→ Il compito:
Converti in un elenco numerato tutte le righe del materiale qui sotto, omettendo quelle vuote. Lascia fuori dalla risposta le immagini.
── Materiale estratto
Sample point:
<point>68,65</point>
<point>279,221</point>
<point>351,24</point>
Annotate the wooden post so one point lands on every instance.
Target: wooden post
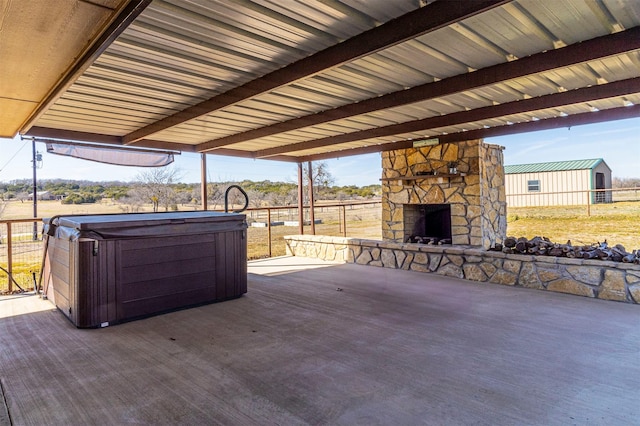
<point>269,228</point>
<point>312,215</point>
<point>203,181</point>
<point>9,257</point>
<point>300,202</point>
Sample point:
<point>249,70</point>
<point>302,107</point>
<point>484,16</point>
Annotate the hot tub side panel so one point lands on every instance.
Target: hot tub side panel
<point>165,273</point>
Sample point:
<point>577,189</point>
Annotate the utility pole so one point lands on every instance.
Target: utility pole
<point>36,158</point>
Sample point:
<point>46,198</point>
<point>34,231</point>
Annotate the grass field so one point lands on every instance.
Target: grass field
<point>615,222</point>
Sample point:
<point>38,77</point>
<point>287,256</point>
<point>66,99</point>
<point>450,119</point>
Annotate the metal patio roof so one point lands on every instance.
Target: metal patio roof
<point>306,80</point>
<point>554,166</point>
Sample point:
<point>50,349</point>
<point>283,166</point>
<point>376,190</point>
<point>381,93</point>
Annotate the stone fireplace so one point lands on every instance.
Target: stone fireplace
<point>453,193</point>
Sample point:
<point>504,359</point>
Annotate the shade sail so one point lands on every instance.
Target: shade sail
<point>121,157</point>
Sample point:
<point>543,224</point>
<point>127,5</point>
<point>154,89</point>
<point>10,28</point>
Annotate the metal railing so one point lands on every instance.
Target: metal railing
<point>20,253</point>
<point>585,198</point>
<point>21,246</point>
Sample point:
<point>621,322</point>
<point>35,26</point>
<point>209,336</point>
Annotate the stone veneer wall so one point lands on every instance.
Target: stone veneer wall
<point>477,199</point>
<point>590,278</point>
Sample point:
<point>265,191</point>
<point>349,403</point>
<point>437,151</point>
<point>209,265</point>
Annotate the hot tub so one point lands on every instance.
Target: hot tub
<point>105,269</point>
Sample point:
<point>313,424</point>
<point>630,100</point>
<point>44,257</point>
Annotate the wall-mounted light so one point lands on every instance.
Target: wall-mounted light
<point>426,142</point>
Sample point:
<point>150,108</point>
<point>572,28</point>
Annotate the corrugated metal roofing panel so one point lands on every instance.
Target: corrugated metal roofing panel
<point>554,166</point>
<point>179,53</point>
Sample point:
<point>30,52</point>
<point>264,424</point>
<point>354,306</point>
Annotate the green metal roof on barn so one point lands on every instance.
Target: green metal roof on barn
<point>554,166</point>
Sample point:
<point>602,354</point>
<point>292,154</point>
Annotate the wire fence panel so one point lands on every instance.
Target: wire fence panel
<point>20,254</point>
────
→ Risposta attesa:
1. Sample point:
2. <point>68,65</point>
3. <point>279,221</point>
4. <point>351,24</point>
5. Annotate the wooden post so one point lands on every instance.
6. Target: wooden post
7. <point>269,228</point>
8. <point>312,215</point>
9. <point>203,181</point>
10. <point>9,257</point>
11. <point>300,202</point>
12. Sample point:
13. <point>249,70</point>
14. <point>302,107</point>
15. <point>484,16</point>
16. Annotate the hot tub side panel so one point lands on every instance.
17. Target: hot tub side panel
18. <point>165,273</point>
19. Sample point:
20. <point>577,189</point>
21. Annotate the utility pole so one point lands on every instance.
22. Target: utility pole
23. <point>36,158</point>
24. Sample point:
25. <point>46,198</point>
26. <point>34,231</point>
27. Annotate the grass field so one point lands on every instance.
28. Target: grass field
29. <point>615,222</point>
30. Sample point:
31. <point>38,77</point>
32. <point>287,256</point>
33. <point>66,99</point>
34. <point>450,119</point>
35. Annotate the metal patio roof so one point lands on every instance.
36. Target: metal patio roof
37. <point>306,80</point>
38. <point>554,166</point>
39. Sample point:
40. <point>50,349</point>
41. <point>283,166</point>
42. <point>376,190</point>
43. <point>381,93</point>
44. Annotate the stone fireplace so one point lands on every instance.
45. Target: stone fireplace
46. <point>453,193</point>
47. Sample point:
48. <point>504,359</point>
49. Annotate the shade sail so one point lands on every instance.
50. Target: shade sail
51. <point>121,157</point>
52. Sample point:
53. <point>543,224</point>
54. <point>127,5</point>
55. <point>154,89</point>
56. <point>10,28</point>
57. Annotate the metal railing so one point lands on every instance.
58. Target: metal railing
59. <point>20,253</point>
60. <point>585,198</point>
61. <point>21,246</point>
62. Sample point:
63. <point>621,322</point>
64. <point>35,26</point>
65. <point>209,336</point>
66. Annotate the stone veneer wall so one point lands on every instance.
67. Target: stone veneer wall
68. <point>477,199</point>
69. <point>590,278</point>
70. Sample point:
71. <point>265,191</point>
72. <point>349,403</point>
73. <point>437,151</point>
74. <point>209,265</point>
75. Annotate the hot tub so one point lands on every instance.
76. Target: hot tub
77. <point>105,269</point>
78. Sample point:
79. <point>313,424</point>
80. <point>630,100</point>
81. <point>44,257</point>
82. Annotate the wall-mounted light so one point lands on every instance.
83. Target: wall-mounted light
84. <point>426,142</point>
85. Sample point:
86. <point>150,108</point>
87. <point>572,28</point>
88. Annotate the corrugated metal roofing panel so one point lands on every instance.
89. Target: corrugated metal roofing panel
90. <point>554,166</point>
91. <point>179,53</point>
92. Sample point:
93. <point>30,52</point>
94. <point>264,424</point>
95. <point>354,306</point>
96. Annotate the green metal roof on barn so one point lands on every instance.
97. Target: green metal roof on barn
98. <point>554,166</point>
99. Sample point:
100. <point>602,354</point>
101. <point>292,154</point>
102. Annotate the wire fence panel so one point lands on every instance.
103. Target: wire fence panel
104. <point>20,254</point>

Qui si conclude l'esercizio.